SELECTED EXTRACT ::
Objective: To investigate whether specific types of pelvic pain are correlated with the anatomic locations of deeply infiltrating endometriosis (DIE).
Design: Retrospective data analysis.
Setting: University tertiary referral center.
Patient(s): Two hundred and twenty-five women with pelvic pain symptoms and DIE.
Intervention(s): During surgery, we recorded the anatomic locations of DIE implants and associated endometriosis.
Main outcome measure(s): We studied the incidence of pelvic pain symptoms including severe dysmenorrhea, deep dyspareunia, noncyclic chronic pelvic pain, painful defecation during menstruation, urinary tract symptoms, and gastrointestinal symptoms as related to the location of DIE.
Result(s): The frequency of severe dysmenorrhea increased with Douglas pouch adhesions and decreased with parity. The frequency of dyspareunia increased with a uterosacral ligament DIE location and decreased when it involved the bladder. The frequency of noncyclic chronic pelvic pain was higher when it involved the bowel and was lower for women who were treated for infertility. The frequency of painful defecation during menstruation was higher when DIE involved the vagina; lower urinary tract symptoms were more frequent when DIE involved the bladder and less frequent in women with a lower body mass index. Gastrointestinal symptoms were associated with bowel or vaginal DIE locations.
Conclusion(s): The types of pelvic pain are related to the anatomic location of DIE. Knowledge of the characteristics of pelvic pain symptoms is important in the preoperative assessment of patients with suspected DIE.

TASKS TO COMPLETE ::
#1 According to the abstract, which DIE location was associated with more frequent painful defecation during menstruation?
#2 Extract the portion of the abstract from "Conclusion(s): The types" up to and including "with suspected DIE.".

RECORDED DATA ::
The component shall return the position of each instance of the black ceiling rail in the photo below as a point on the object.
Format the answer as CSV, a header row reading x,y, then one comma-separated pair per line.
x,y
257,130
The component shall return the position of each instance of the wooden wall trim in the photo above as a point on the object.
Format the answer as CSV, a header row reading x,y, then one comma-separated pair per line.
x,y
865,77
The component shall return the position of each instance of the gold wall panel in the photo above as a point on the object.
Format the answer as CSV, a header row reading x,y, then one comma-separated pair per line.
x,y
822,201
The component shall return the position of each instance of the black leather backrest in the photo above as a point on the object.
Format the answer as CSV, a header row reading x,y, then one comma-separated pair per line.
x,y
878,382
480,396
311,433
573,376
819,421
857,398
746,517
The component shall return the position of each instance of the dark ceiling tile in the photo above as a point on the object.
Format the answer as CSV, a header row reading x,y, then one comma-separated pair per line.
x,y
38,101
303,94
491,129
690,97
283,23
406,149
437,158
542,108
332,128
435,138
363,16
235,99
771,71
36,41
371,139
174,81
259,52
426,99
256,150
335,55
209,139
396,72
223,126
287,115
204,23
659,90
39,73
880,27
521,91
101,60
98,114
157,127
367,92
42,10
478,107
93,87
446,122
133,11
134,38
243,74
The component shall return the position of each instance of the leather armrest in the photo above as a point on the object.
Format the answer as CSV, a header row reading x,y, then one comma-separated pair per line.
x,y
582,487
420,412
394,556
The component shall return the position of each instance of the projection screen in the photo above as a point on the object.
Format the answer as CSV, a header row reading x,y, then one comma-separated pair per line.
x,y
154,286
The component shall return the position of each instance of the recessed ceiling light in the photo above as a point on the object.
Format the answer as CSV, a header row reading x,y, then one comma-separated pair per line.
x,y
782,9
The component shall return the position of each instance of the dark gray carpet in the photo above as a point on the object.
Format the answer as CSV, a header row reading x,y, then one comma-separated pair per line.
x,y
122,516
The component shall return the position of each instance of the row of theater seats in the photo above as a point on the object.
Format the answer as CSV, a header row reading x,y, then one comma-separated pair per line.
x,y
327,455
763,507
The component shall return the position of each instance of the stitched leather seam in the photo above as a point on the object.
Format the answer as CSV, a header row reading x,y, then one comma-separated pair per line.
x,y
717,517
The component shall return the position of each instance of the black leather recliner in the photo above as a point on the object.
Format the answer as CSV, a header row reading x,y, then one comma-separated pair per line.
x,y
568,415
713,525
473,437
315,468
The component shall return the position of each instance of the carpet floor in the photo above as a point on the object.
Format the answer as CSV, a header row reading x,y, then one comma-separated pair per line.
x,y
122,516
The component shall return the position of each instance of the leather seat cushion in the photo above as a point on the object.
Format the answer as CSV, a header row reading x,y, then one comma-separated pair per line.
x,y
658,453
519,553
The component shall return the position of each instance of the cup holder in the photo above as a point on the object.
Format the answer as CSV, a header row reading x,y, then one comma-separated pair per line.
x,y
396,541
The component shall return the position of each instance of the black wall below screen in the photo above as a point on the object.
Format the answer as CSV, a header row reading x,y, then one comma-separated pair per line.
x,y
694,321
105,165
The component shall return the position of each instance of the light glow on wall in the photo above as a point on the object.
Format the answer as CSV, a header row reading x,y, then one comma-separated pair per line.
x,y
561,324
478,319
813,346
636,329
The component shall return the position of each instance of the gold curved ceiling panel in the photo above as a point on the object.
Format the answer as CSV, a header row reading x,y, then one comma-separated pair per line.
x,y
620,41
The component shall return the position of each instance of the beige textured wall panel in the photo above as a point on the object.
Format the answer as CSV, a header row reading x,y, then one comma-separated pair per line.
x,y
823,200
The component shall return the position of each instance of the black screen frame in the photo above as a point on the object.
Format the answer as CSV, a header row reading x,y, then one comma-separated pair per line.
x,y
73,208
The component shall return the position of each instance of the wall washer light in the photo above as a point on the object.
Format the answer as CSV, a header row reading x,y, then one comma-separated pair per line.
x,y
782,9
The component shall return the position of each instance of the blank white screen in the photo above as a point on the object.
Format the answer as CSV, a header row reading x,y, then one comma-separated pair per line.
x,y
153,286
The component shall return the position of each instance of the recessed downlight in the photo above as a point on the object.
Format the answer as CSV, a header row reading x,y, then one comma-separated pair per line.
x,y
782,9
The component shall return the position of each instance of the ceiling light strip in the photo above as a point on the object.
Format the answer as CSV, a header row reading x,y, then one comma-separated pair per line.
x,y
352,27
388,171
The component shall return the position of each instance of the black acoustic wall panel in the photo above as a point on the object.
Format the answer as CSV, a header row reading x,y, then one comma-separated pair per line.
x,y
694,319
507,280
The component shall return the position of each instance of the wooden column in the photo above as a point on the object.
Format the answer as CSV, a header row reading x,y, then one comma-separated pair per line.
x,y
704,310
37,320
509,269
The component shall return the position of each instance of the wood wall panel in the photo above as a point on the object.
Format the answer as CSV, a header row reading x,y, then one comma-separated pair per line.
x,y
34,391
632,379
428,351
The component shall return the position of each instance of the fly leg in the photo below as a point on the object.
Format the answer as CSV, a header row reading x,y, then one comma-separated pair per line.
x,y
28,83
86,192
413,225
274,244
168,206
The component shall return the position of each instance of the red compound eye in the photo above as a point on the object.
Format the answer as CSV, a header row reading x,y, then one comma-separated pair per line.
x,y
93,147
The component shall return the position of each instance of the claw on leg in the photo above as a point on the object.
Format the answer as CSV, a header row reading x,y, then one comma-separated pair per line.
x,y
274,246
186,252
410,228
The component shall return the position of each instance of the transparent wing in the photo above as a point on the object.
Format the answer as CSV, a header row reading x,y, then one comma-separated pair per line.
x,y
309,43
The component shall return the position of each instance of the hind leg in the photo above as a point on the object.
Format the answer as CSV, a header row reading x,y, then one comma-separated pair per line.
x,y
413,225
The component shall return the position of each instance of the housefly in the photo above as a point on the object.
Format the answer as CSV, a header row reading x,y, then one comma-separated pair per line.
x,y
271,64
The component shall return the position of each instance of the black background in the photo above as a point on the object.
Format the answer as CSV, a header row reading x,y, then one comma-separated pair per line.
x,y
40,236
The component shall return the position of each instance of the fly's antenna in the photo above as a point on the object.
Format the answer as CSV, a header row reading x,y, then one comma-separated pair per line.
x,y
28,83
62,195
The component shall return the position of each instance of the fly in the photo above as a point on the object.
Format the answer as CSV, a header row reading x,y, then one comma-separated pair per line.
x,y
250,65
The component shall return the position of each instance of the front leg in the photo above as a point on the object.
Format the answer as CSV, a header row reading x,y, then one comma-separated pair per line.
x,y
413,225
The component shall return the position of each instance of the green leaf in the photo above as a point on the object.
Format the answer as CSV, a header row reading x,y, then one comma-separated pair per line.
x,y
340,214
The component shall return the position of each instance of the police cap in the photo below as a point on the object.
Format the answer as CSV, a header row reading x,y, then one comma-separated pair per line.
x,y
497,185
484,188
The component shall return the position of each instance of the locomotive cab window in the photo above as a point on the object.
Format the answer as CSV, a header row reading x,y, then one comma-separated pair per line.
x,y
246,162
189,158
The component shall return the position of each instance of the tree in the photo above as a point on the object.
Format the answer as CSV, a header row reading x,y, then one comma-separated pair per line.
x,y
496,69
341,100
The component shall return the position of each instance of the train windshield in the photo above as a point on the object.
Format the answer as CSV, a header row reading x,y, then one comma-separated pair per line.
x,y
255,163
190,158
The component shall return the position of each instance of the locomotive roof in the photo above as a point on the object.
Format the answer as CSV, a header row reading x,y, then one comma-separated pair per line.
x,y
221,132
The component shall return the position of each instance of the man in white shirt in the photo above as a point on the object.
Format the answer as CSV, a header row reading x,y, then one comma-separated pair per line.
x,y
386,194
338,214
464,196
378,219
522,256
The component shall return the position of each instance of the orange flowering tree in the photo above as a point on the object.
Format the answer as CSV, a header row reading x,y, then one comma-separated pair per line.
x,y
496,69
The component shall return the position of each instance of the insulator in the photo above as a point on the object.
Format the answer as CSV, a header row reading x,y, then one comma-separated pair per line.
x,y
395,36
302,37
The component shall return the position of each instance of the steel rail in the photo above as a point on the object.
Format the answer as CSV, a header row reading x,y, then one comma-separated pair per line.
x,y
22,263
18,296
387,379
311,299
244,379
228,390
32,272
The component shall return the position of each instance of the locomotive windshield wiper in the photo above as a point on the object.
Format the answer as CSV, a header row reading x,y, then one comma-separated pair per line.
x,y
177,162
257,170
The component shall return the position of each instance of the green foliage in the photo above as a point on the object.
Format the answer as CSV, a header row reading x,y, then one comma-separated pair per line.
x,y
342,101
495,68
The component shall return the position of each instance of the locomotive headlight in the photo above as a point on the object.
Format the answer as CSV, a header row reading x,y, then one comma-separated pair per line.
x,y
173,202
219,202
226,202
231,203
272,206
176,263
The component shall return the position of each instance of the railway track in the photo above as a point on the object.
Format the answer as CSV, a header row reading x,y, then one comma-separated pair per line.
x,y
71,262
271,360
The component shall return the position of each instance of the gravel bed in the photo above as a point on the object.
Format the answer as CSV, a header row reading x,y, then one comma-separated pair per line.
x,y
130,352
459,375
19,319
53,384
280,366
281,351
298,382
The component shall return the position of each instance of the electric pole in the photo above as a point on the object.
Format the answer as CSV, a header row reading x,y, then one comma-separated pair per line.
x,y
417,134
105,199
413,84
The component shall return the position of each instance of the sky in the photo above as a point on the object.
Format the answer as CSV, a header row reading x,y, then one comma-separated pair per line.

RESPONSES PER TASK ::
#1 The vagina.

#2
Conclusion(s): The types of pelvic pain are related to the anatomic location of DIE. Knowledge of the characteristics of pelvic pain symptoms is important in the preoperative assessment of patients with suspected DIE.